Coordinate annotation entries
----
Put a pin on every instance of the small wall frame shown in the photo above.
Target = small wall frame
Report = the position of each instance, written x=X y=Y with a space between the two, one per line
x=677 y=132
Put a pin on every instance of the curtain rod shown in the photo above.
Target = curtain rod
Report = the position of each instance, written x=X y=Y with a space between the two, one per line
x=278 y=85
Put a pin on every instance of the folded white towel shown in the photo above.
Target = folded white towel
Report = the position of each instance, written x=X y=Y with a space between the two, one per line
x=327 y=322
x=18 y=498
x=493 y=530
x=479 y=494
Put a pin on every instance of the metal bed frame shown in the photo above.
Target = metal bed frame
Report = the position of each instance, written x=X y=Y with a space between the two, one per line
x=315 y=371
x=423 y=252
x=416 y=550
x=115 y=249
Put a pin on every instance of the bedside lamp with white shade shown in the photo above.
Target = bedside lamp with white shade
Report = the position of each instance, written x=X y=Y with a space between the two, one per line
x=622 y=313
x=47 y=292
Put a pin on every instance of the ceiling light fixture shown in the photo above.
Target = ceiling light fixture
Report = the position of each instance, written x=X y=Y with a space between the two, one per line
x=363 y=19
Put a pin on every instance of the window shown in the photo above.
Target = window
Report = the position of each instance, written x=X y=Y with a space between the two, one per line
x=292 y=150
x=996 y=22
----
Can you transcribe all of the records above line for line, with no changes to any wording?

Output for this exercise
Put a pin on every instance of the small wall frame shown in the photo above.
Target = small wall frame
Report = the position of each instance, written x=X y=Y with a space between the two, one per line
x=677 y=132
Put a pin on every instance of the curtain rod shown in the photo above.
Target = curtain rod
Report = the position of each instance, written x=X y=Y with a space between the two, one per line
x=278 y=85
Put a pin on every instance of the folded white towel shown in the photo above.
Target = folded white towel
Report = the position of each instance, written x=X y=Y with a space between the two, one per line
x=327 y=322
x=18 y=498
x=493 y=530
x=479 y=494
Put a pin on every instance of the metal bed frame shown in the photo above.
Target = metal bed frame
Report = the position of each instance, written x=X y=Y with a space between the two, one per line
x=315 y=371
x=423 y=252
x=416 y=550
x=115 y=249
Put a pin on every instance of the bedside lamp with white shade shown in the photo above.
Target = bedside lamp with white shade
Report = the position of each instance, written x=X y=Y with a space between the two, one per line
x=622 y=313
x=47 y=292
Put a pin on every instance of the ceiling light fixture shown in the photo above.
Target = ceiling light fixture
Report = the position of each instance, written x=X y=Y with a space between the two, one per line
x=363 y=19
Put a pin on every instance of the window shown in the photo above.
Target = window
Report = the position of each instance, written x=X y=Y with a space between the two, one per line
x=292 y=150
x=996 y=22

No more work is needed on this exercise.